■ **EXERCISE GOAL**
Please recast the records as a JSON list of strings, starting with their first line and going on through the line with "<point>71,312</point>", one string per line. Skip blank lines and leave out the pictures.
····················
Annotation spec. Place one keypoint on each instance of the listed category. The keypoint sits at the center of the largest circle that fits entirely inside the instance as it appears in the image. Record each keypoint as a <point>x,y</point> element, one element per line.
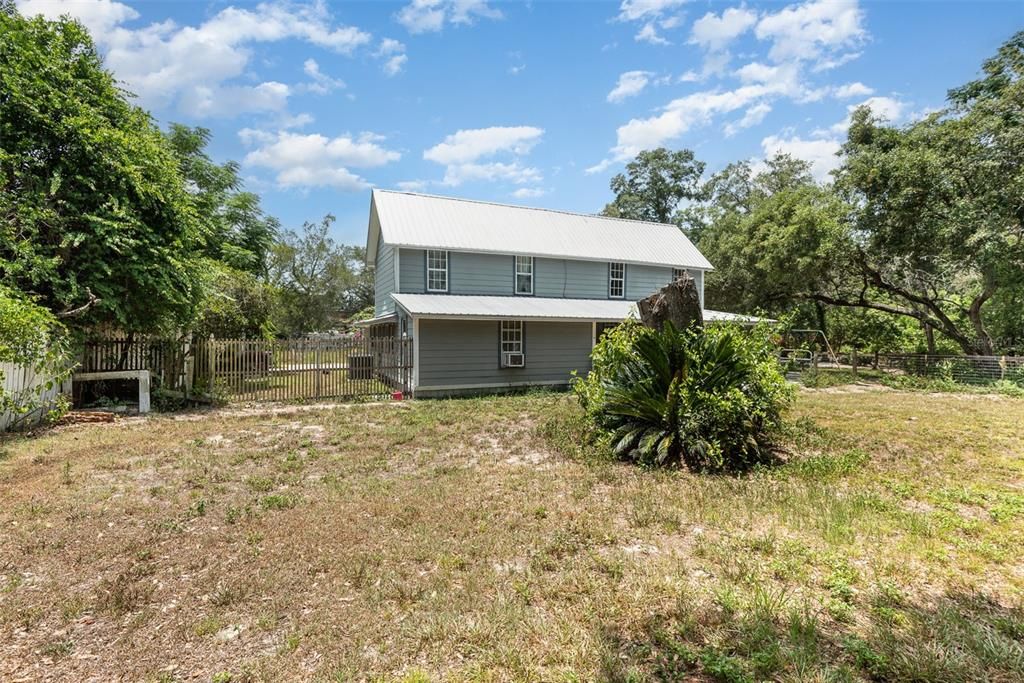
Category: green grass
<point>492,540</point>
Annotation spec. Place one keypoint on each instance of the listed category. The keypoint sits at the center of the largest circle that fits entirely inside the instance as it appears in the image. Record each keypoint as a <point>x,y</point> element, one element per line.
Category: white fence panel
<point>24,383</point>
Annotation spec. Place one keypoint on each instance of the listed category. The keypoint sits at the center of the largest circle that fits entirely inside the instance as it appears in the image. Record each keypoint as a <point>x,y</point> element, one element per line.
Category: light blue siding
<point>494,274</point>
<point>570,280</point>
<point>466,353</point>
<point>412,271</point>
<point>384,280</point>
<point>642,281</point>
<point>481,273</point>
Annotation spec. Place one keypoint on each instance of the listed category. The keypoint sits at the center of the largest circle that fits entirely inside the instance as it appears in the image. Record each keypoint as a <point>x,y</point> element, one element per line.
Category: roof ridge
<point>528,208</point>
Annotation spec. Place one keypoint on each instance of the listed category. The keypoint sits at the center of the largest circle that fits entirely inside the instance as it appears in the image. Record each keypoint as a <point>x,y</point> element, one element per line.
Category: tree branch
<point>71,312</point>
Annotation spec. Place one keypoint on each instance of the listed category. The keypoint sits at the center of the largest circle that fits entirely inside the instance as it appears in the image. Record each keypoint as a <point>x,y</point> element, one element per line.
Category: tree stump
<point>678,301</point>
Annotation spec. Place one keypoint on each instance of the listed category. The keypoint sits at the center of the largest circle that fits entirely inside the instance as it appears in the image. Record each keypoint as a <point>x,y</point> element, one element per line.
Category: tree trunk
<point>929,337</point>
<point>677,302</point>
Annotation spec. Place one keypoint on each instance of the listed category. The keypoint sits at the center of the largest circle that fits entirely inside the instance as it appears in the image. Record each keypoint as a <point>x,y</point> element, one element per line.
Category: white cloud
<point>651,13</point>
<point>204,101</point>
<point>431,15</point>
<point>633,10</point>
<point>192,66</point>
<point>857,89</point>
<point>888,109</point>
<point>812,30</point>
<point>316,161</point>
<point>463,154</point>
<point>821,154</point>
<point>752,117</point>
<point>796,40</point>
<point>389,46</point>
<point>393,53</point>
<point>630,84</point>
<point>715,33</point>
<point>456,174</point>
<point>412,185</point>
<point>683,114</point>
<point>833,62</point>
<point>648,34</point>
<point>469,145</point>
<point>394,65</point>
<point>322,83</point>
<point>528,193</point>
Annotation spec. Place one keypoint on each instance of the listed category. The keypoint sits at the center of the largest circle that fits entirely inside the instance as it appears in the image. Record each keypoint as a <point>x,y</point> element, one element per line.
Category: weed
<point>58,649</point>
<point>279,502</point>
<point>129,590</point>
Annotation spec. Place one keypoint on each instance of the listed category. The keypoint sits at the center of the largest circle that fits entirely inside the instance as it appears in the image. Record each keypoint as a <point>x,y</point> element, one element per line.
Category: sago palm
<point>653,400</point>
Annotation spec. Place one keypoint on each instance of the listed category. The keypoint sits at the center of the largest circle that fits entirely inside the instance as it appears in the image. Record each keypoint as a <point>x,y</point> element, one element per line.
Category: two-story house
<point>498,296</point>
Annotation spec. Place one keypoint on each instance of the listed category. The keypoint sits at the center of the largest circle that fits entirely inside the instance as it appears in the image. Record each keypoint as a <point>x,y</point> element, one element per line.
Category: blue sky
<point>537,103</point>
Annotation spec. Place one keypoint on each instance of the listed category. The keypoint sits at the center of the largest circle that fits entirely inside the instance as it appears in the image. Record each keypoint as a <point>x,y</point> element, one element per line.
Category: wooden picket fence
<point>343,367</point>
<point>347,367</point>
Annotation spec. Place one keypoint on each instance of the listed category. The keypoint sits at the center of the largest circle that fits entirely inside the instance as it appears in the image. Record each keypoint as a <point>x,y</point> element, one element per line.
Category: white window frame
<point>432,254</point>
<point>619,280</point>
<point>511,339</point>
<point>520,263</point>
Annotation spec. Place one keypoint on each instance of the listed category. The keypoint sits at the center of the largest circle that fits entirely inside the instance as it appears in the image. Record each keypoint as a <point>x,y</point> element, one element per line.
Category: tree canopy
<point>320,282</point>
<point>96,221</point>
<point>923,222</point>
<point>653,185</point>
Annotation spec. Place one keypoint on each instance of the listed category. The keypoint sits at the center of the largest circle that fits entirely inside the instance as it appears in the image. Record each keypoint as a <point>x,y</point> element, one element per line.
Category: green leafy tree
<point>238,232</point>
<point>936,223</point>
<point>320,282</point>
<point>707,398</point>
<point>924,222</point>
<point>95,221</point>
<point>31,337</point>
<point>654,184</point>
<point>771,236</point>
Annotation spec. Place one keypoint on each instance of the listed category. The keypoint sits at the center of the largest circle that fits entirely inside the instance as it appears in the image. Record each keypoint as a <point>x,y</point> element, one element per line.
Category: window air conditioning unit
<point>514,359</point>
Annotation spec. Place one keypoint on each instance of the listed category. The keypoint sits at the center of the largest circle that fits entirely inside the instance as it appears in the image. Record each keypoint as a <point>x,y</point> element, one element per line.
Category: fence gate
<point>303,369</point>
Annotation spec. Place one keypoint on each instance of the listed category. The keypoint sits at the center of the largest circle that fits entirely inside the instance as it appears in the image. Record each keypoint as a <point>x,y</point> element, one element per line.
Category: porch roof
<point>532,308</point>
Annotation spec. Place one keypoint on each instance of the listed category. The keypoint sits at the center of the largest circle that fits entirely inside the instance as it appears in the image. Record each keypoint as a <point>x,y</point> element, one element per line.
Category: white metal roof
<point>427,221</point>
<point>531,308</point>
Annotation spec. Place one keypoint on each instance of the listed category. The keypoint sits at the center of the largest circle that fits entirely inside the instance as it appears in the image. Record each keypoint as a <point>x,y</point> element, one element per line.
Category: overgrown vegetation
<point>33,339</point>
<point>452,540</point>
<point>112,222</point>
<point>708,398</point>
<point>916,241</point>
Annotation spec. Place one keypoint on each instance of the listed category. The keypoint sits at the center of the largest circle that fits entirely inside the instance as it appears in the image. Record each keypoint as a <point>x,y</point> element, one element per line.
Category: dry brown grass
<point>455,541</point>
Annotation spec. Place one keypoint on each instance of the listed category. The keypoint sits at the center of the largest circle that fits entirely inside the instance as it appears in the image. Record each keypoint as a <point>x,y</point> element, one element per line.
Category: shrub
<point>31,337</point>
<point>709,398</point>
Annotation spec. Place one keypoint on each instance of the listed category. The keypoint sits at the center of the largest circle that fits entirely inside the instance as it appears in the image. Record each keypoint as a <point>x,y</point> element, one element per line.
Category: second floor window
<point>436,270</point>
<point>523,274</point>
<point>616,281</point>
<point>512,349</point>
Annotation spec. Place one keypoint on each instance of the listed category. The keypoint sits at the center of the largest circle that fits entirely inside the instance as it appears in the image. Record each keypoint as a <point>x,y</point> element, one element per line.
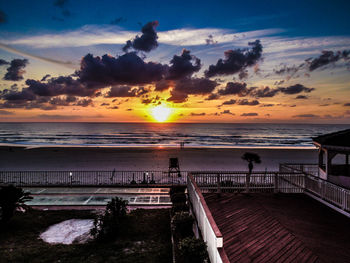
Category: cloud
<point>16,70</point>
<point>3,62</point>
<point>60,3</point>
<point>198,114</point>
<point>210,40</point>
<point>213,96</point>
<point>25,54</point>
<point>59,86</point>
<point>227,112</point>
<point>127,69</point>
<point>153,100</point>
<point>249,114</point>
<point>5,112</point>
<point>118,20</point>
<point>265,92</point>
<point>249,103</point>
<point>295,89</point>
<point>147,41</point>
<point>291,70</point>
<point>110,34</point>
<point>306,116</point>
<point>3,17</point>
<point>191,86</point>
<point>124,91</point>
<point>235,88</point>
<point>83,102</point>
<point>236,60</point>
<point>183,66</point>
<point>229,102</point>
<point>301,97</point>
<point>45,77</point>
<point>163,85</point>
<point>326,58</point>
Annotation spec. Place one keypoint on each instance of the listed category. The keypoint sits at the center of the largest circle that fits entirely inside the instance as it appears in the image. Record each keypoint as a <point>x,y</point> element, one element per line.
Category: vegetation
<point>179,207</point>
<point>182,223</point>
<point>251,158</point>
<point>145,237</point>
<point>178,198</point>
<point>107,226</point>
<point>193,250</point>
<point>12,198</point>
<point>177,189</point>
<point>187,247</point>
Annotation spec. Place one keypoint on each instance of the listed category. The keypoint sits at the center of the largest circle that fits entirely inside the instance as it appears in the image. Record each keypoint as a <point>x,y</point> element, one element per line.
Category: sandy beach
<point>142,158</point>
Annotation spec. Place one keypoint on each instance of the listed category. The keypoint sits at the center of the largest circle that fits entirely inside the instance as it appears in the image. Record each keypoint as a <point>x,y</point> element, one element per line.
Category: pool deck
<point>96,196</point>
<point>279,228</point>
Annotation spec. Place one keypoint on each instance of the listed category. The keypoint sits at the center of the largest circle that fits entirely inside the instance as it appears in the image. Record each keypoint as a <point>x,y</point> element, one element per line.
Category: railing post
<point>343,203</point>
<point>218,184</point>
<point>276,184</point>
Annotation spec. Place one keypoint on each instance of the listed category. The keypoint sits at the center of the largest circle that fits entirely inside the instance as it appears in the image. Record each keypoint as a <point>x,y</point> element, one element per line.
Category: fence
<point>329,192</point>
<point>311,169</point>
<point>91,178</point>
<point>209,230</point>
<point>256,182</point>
····················
■ **OUTPUT OF THE TASK**
[
  "Annotation spec. Place one keypoint on each instance of the listed category. The keypoint sits at the center of the largest circle that fits entirely inside the instance as it appears in the image. Record each keypoint as a <point>x,y</point> element, one element per line.",
  "Category: green grass",
  "<point>492,540</point>",
  "Annotation spec. Place one keypoint on each instance of the listed category. The keypoint sits at the center of the largest circle that fits entirely inside the instance as it appears in the image. Record each keypoint as a <point>x,y</point> element, one element per line.",
  "Category: white fence panel",
  "<point>24,383</point>",
  "Annotation spec. Place one keypoint on each instance of the listed category. The keypoint sits at the center of the largest circle that fits entirely inside the instance as it appears in the image. Record each keypoint as a <point>x,y</point> element, one element per line.",
  "Category: light blue siding",
  "<point>494,274</point>",
  "<point>570,280</point>",
  "<point>466,353</point>",
  "<point>412,271</point>",
  "<point>384,280</point>",
  "<point>642,281</point>",
  "<point>481,273</point>",
  "Annotation spec. Place one keypoint on each instance of the listed category. The keypoint sits at the center of the largest circle that fits entirely inside the instance as it appears in the image. Record each keypoint as a <point>x,y</point> element, one element per line.",
  "Category: roof ridge",
  "<point>528,208</point>",
  "Annotation spec. Place one keypoint on each instance of the listed category. The keypoint sits at the center of the largest circle that fits entirely inside the instance as it appears in the image. Record each keypoint as a <point>x,y</point> element, one element per line.",
  "Category: tree branch",
  "<point>71,312</point>"
]